# EXERCISE DIRECTIONS
Among the records, find the lines that hold the string "succulent" and return them.

_ _ _

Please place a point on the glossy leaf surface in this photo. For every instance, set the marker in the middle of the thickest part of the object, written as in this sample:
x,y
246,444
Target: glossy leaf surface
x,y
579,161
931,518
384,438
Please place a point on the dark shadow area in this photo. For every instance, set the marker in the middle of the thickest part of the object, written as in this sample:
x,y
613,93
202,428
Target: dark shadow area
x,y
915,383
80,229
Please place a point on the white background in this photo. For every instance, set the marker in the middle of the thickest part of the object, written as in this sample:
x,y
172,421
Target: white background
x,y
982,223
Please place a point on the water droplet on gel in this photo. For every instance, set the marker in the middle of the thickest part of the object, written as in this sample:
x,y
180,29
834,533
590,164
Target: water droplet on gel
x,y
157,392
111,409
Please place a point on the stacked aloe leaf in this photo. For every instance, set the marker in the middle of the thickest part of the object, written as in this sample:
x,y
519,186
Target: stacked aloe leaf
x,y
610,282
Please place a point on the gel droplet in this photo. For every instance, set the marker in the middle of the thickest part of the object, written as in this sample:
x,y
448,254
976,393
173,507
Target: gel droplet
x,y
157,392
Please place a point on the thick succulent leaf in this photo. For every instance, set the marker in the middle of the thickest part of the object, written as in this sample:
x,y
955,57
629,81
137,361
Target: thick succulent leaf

_ _ _

# TASK ANSWER
Please place a point on the thick succulent leaf in this photo. For every instance, set the marker in the middle of the thickest part of the object, written as in this sample:
Target: thick succulent leaf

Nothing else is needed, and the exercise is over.